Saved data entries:
- - - -

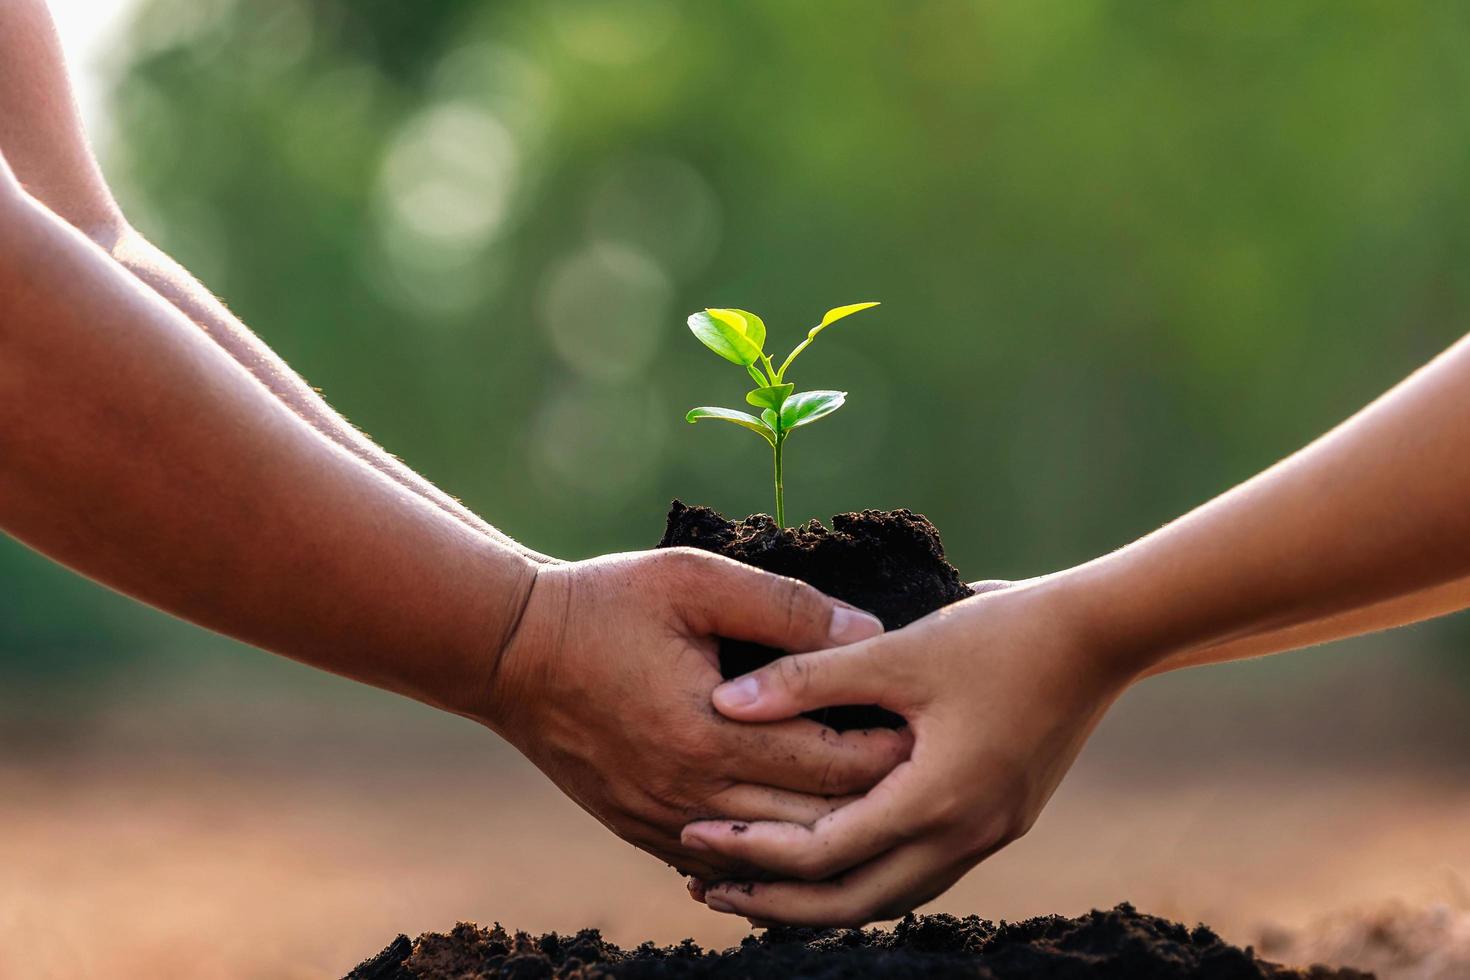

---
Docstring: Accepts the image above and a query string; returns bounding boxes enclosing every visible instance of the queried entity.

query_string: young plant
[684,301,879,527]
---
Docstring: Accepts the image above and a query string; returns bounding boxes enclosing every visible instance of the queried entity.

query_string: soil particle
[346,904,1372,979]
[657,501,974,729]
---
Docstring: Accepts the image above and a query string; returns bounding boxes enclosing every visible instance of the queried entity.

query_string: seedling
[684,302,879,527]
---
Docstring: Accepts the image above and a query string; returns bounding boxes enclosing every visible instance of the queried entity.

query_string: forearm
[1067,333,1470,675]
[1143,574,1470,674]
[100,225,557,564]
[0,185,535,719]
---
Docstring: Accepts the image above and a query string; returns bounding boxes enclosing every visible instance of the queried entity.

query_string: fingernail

- - - -

Activity: Output exactly the lines above, from the one holding "query_string: soil particle" through the end of the data, including the first and last.

Output of the task:
query_string: soil particle
[346,904,1372,979]
[657,501,974,729]
---
Docstring: Accepts the image above and a query string; returns bounding boxes enclosing every visible instance of the queried entity.

query_string: seedling
[684,302,879,527]
---
Docstring: Accepts the image above and a query string; returns bounding boxes enclosing every visible instance of the queried entity.

query_string: forearm
[1067,333,1470,675]
[1143,574,1470,674]
[100,225,557,564]
[0,185,535,719]
---
Docstring: Accepts the image above and a query string; returns bounding boxes enclosing every visible instance of the queried entity.

query_string: fingernail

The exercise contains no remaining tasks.